▶ _Given task_:
Copy every line of the data below, adding 46 to each x and y coordinate in the answers and leaving all other lines as they are.

>>>

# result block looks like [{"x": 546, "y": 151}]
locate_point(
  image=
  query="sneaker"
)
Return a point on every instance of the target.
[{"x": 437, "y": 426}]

<<<

▶ _In response_:
# result block looks like [{"x": 546, "y": 151}]
locate_point(
  image=
  query="sneaker"
)
Return a point on every instance of the target.
[{"x": 483, "y": 472}]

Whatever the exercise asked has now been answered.